» **YOUR INSTRUCTIONS**:
Count the lines in the items below that contain the string "horse", and reply with that number alone.

» **MATERIAL PROVIDED**:

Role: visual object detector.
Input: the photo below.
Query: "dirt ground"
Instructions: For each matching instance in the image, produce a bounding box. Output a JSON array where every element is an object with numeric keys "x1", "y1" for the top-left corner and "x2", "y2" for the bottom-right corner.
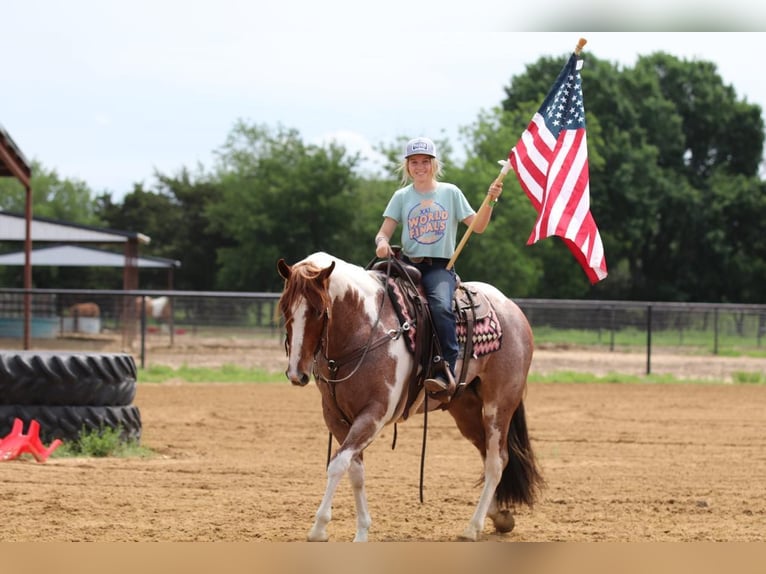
[{"x1": 0, "y1": 341, "x2": 766, "y2": 542}]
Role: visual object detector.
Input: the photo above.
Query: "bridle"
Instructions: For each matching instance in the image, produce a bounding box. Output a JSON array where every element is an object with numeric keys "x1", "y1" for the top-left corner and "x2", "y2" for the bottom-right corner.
[{"x1": 285, "y1": 265, "x2": 410, "y2": 385}]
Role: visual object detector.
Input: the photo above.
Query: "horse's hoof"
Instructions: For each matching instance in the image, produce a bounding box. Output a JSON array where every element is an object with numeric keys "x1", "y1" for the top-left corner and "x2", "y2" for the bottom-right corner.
[
  {"x1": 457, "y1": 528, "x2": 479, "y2": 542},
  {"x1": 492, "y1": 510, "x2": 516, "y2": 534}
]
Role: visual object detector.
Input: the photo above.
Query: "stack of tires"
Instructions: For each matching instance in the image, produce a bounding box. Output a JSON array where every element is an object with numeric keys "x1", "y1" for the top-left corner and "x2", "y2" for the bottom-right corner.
[{"x1": 0, "y1": 351, "x2": 141, "y2": 444}]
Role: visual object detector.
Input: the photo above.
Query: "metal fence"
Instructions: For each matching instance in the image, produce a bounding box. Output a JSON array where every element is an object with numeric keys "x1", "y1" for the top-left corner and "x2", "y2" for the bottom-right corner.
[{"x1": 0, "y1": 289, "x2": 766, "y2": 373}]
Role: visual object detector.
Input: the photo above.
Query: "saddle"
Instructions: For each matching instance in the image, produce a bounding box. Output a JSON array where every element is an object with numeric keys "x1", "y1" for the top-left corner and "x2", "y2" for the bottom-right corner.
[{"x1": 371, "y1": 258, "x2": 502, "y2": 419}]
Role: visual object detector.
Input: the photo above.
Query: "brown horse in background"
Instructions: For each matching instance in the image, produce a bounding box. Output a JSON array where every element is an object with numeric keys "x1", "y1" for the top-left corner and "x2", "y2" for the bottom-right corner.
[
  {"x1": 64, "y1": 303, "x2": 101, "y2": 317},
  {"x1": 278, "y1": 253, "x2": 543, "y2": 541}
]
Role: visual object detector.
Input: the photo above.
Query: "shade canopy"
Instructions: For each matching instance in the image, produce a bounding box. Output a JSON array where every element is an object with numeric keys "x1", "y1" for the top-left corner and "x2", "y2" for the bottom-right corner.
[{"x1": 0, "y1": 245, "x2": 181, "y2": 269}]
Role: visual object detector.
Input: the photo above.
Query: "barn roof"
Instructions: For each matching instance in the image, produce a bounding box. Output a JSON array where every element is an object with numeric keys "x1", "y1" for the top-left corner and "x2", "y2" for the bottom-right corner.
[
  {"x1": 0, "y1": 125, "x2": 32, "y2": 185},
  {"x1": 0, "y1": 245, "x2": 181, "y2": 269},
  {"x1": 0, "y1": 211, "x2": 151, "y2": 244}
]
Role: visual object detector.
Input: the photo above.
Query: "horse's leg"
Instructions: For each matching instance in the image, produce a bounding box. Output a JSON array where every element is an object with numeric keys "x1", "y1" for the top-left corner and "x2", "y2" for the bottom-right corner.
[
  {"x1": 307, "y1": 450, "x2": 353, "y2": 542},
  {"x1": 348, "y1": 454, "x2": 372, "y2": 542},
  {"x1": 308, "y1": 409, "x2": 385, "y2": 542},
  {"x1": 449, "y1": 393, "x2": 510, "y2": 541}
]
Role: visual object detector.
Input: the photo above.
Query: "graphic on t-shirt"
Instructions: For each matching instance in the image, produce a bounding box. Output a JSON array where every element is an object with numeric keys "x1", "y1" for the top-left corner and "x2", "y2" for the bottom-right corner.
[{"x1": 407, "y1": 200, "x2": 449, "y2": 245}]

» **OUTPUT FOR THIS EXERCISE**:
3